● **Exercise aim**: Lift the stretch from "This doesn't appeal" through "with simulating anything." word for word from the blog post below on no-stress consequences.

Thursday, September 24, 2009

Rethinking No-Stress Consequences

I'm headed out tomorrow on a four-day Geek-End in Washington State with some old friends of mine from when I lived in Vancouver -- there'll be Blood Bowl, Space Hulk, a Magic booster draft, a PS3 with whatever it is that's good on a PS3, and, if we get to it, an RPG one-shot or two -- but I wanted to throw an idea out there before I go.

As you may or may not know, I don't use stress tracks in my FATE games, except for minions. Instead, stress goes straight to consequences. Every PC starts out being able to take one consequence of each degree -- Minor, Moderate, and Severe (usually) -- regardless of type. So if you take a Minor physical consequence and then have to take a Minor mental consequence, you take a Moderate mental consequence instead. If you have Good or Great Endurance or Resolve, you get to withstand more physical or mental consequences, but otherwise you're stuck with the three.

This doesn't appeal to me so much anymore. I used to be a little more into the hardcore idea of "narrative punishment" -- there's only so much abuse any character can take in a story before he drops out of it somehow. Having a high Endurance or Resolve was the player's way of telling the GM "My character will take more physical or mental abuse than most during the course of the story, because that's part of what makes him who he is." I liked how narrative and gamist it was without being all that concerned with simulating anything.

To prevent things from getting too out of hand what with the character-fragility thing, I've been clearly demarcating different types of conflicts, whether physical or mental. If you're in a mental conflict, you use social skills (mostly) to deal mental consequences, but can use physical skills to maneuver. It's the reverse in a physical conflict: Skills like Intimidation can only be used to maneuver an aspect onto an opponent, but don't actually inflict consequences. If you're in a mental conflict, like an argument, and want to escalate to a physical conflict, you can do that, but then there's no going back. This means that if you're going to keep arguing with someone without baring steel, it's because you're either a skillful arguer or have no intention of actually fighting. You can make a concession during an argument to escalate and essentially say, "Okay, you got me -- but now someone's gonna bleed."

● **Data**:
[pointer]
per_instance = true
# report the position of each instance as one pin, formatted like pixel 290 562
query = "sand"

● **Complete output**:
This doesn't appeal to me so much anymore. I used to be a little more into the hardcore idea of "narrative punishment" -- there's only so much abuse any character can take in a story before he drops out of it somehow. Having a high Endurance or Resolve was the player's way of telling the GM "My character will take more physical or mental abuse than most during the course of the story, because that's part of what makes him who he is." I liked how narrative and gamist it was without being all that concerned with simulating anything.